## Texte de lecture
┏━━
Il y a
quelques
semaines, nous avons présenté à nos proches, à nos amis nos vœux de
bonheur pour la Nouvelle année : santé, amour, réussite...
Mais nous ne
leur
avons pas souhaité : la pauvreté, la famine, le chagrin, ni la
détestation !
Et
cependant, Jésus annonce :
heureux les pauvres, les affamés, ceux qui pleurent, et tous ceux qui
sont
exclus de la société !
Alors, on
peut se
poser les questions suivantes :
1)
Jésus
était-il fou de proclamer de telles
paroles ?
2)
Si
la réponse est NON : en quoi ce texte de Béatitudes
est-il une Bonne Nouvelle ?
3)
Et
si c’est une Bonne Nouvelle - un Evangile - comment
le mettre en œuvre ?
1ère
Question : Jésus était-il fou, ou totalement « hors
sol » ?
La réponse
est Non !
puisque l’Évangile nous dit qu’il s’adresse à ses disciples sur un
terrain
plat ; c’est peut-être un détail pour vous…mais pour moi, ça veut
dire
beaucoup ! ça veut dire que Jésus se rend accessible à tous,
au
milieu du monde et d’une foule variée. Il est descendu de la montagne
avec les
12 Apôtres qu’il vient de choisir ; il est à hauteur d’homme et il
annonce, en
quelque sorte, le discours programme du Royaume de Dieu qui va marquer
toute sa
mission, et celle de ses apôtres.
Sa mission,
c’est d’annoncer
la miséricorde de Dieu son Père, le pardon des péchés, et la préférence
pour
les exclus…. Il a été rejeté à cause de ses paroles, au prix de sa vie.
Et peut-être
que
notre réaction aujourd’hui est la même que ceux qui ont refusé de
l’écouter,
nous avons du mal à entendre ces paroles pour nous-même ; c’est le
contraire de
ce que nous aimerions entendre : Heureux les pauvres !
On a envie
de
dire : « Jésus, tu exagères ! On aime bien t’entendre
quand tu
nous promets la Vie éternelle, on veut bien essayer de t’écouter quand
tu nous
dis que l’amour de Dieu passe par l’amour des frères, par des gestes de
solidarité ; en tout cas, on veut bien essayer…
Mais quand
tu dis :
Heureux les pauvres, les affamés, heureux ceux qui pleurent…
D’une part,
Tu « casses
la baraque » de toutes les associations qui luttent contre la
pauvreté, la
faim dans le monde, la solitude… toutes nos initiatives de solidarité,
puisque
tu dis : Heureux les
pauvres, les
affamés, heureux ceux qui pleurent… ça ressemble à une leçon de
résignation.
Et
surtout :
c’est contraire au bon sens, ce n’est pas audible,
Comment
veux-tu que
nous annoncions cette page d’Évangile aux pauvres de notre temps, aux
personnes
de notre entourage qui sont dans le deuil, ou qui sont accablés par des
problèmes de couple, de famille, de travail, ou de santé ? »
┗━━
## Matériau fourni
┏━━
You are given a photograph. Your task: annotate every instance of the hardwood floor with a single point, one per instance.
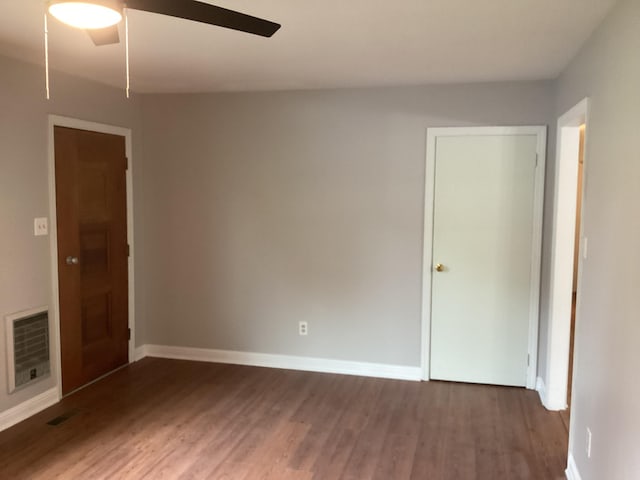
┗━━
## Votre tâche
Prolongez le texte sur les Béatitudes en reprenant juste après sa dernière phrase.

## Résultat attendu
Je me fais
maintenant
l’avocat de Jésus : si Jésus peut se permettre de proclamer ces
béatitudes
qui détonnent, qui nous dérangent, c’est qu’il a vécu lui-même ce
renversement
des valeurs dans sa vie d’homme : lui, le Fils unique de Dieu, il
s’est
fait pauvre, il a eu faim et soif, il a pleuré la mort d’un ami.
J’en viens
donc à ma
2ème Question : Si ces Béatitudes ont été vécues par
Jésus, j’ai
tout de même du mal à comprendre que ce soit une vraie « bonne
nouvelle » pour nous.
Heureux
êtes-vous / Mais
quel malheur pour vous : c’est une opposition radicale.
Mais c’est
peut-être
aussi la clé de compréhension des Béatitudes comme une vraie
« bonne
nouvelle ». Car si j’écoute bien les paroles de Jésus, je crois
qu’il nous
montre les deux voies possibles pour notre vie, pour qu’on ne se trompe
pas de
bonheur.
Les pauvres
que Jésus
déclare HEUREUX sont ceux qui ne sont pas remplis d’eux même, et qui
mettent
leur confiance en Dieu.
Déjà dans
l’Ancien
Testament, le Seigneur dit par la bouche des prophètes : voilà
que
je
mets
devant toi la vie ou la mort, la bénédiction ou la malédiction. Choisis
donc la vie ! (Dt
30, 19)
Ce thème des
deux
voies nous dit aussi que nous sommes libres, nous avons toujours le
choix. Nous
pouvons choisir notre chemin et notre attitude chaque jour et à chaque
instant :
dans nos rencontres, dans nos décisions, dans nos actes, et dans nos
paroles.
C’est aussi
ce que
proclame le refrain du Psaume que nous avons chanté : Heureux est
l’homme qui met
sa foi dans le Seigneur !
C’est le
premier de
tous les psaumes. Le 1er mot du psautier tout entier est :
« heureux » !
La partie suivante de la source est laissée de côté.